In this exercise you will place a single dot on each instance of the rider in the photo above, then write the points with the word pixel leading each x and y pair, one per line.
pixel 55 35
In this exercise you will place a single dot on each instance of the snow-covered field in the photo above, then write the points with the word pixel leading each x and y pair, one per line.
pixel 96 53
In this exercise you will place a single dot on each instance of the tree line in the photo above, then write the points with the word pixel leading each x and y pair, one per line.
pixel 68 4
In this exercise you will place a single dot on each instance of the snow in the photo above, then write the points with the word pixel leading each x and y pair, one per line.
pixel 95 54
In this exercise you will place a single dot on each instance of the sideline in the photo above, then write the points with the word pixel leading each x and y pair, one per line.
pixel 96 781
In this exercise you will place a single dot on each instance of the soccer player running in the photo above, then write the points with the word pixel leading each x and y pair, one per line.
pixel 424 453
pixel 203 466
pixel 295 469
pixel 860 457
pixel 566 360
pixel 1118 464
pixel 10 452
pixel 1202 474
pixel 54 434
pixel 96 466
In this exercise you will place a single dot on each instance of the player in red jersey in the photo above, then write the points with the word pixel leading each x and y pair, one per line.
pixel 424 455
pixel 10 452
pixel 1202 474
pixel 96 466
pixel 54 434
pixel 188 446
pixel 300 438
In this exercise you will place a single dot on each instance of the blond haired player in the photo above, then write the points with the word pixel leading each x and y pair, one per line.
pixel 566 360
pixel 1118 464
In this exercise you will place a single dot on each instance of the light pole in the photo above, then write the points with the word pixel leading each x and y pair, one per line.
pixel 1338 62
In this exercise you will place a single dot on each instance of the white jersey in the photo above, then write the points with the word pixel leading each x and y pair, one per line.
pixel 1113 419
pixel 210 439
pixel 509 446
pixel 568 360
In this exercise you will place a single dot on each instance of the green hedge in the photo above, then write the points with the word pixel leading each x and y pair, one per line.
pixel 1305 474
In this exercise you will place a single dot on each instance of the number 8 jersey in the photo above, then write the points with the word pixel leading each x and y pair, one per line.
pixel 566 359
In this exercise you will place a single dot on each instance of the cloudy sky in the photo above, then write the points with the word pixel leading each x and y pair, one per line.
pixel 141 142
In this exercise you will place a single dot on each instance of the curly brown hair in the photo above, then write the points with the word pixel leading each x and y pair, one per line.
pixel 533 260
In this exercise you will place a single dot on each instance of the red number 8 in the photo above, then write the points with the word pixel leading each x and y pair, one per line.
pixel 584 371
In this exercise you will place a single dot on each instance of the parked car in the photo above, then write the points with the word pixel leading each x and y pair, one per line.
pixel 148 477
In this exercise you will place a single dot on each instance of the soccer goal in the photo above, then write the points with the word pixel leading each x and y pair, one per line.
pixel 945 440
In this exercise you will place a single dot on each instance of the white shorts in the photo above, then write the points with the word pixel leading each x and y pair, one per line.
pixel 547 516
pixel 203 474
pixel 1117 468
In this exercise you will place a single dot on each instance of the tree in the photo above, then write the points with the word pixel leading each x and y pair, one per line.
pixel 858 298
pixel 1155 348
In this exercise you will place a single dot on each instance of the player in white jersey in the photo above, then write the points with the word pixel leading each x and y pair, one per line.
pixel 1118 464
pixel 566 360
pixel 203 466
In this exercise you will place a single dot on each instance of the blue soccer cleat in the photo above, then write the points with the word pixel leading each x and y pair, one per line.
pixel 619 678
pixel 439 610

========

EXERCISE REQUIREMENTS - All of the records should be repeated precisely as written.

ANSWER FOR THE TASK -
In this exercise you will place a single dot on each instance of the rider in the photo above, then write the points with the word pixel leading each x and y pair, one per line.
pixel 55 35
In this exercise you will place a single dot on each instance of the snow-covered field in the photo above, then write the points with the word pixel leading each x and y pair, one per line.
pixel 96 53
In this exercise you will place a single dot on each instance of the tree line in the photo above, then write the points with the word pixel leading each x and y pair, one per line.
pixel 68 4
In this exercise you will place a single dot on each instance of the snow in the photo above, then write the points with the word pixel leading each x and y pair, one per line.
pixel 95 54
In this exercise you will place a single dot on each instance of the sideline in the photo above, then write the points with the word pixel leading each x and y pair, one per line.
pixel 96 781
In this exercise you will place a single dot on each instance of the soccer player running in the photo above, then write the points with the word pixel leading each x and y pair, one per line.
pixel 424 453
pixel 203 466
pixel 295 469
pixel 860 457
pixel 566 360
pixel 1118 464
pixel 10 452
pixel 1202 474
pixel 54 434
pixel 96 466
In this exercise you will place a single dot on each instance of the player in red jersey in the photo above, then write the points with the word pixel leading each x and y pair, one per line.
pixel 424 455
pixel 10 452
pixel 1202 474
pixel 96 466
pixel 54 434
pixel 188 446
pixel 300 438
In this exercise you will place a single dot on each instance of the blond haired player in the photo above, then write the points with the word pixel leading each x and y pair, one per line.
pixel 566 360
pixel 1118 464
In this exercise you will place a single dot on each instance of the light pole in the photo above, then write the points with the word pixel leading each x and y pair, one per line.
pixel 1338 62
In this exercise you will place a single dot on each instance of the white jersey in the photo above, then write the points with the word pixel leading each x and y pair, one per line.
pixel 1113 419
pixel 210 439
pixel 509 446
pixel 568 360
In this exercise you will place a single dot on each instance of the green hedge in the photo above, then write the points with the word pixel leading each x and y pair, one per line.
pixel 1305 474
In this exercise you will place a single dot on each instance of the number 8 jersey in the photo above, then write the points with the word pixel leading each x and y pair, one per line.
pixel 566 359
In this exercise you will place a single dot on each instance of the cloudy sky in the photo above, then write the points with the word pixel leading each x and y pair, one per line.
pixel 141 142
In this exercise you will place a single dot on each instance of the curly brown hair in the photo above, then write the points with the word pixel leading each x and y pair, one per line.
pixel 533 260
In this exercise you will place a single dot on each instance of the red number 8 in the photo above, then write the points with the word pixel leading each x and y pair, one per line.
pixel 584 371
In this exercise you will place a single dot on each instance of the parked car in the photo above, then write the points with the word pixel leading each x and y pair, one per line.
pixel 148 477
In this exercise you will place a single dot on each instance of the soccer goal in the photo above, then write the points with the word pixel leading each x and y pair, one per line.
pixel 945 440
In this exercise you will place a single dot on each instance of the white shorts in the photo above, then write the points with the word pixel leading each x and y pair, one per line.
pixel 547 516
pixel 203 474
pixel 1117 468
In this exercise you will place a single dot on each instance of the tree in the photo above, then write the points with the word pixel leading each x and y pair, one per line.
pixel 858 298
pixel 1155 348
In this exercise you will place a single dot on each instance of the player in white jersey in the photo above, then write the points with the word pixel leading each x and y pair, one per line.
pixel 1118 464
pixel 566 360
pixel 203 466
In this exercise you will place a single dot on each instance of the blue soccer cleat in the photo above, then write the points with the word pixel leading each x and y pair, one per line.
pixel 619 678
pixel 439 610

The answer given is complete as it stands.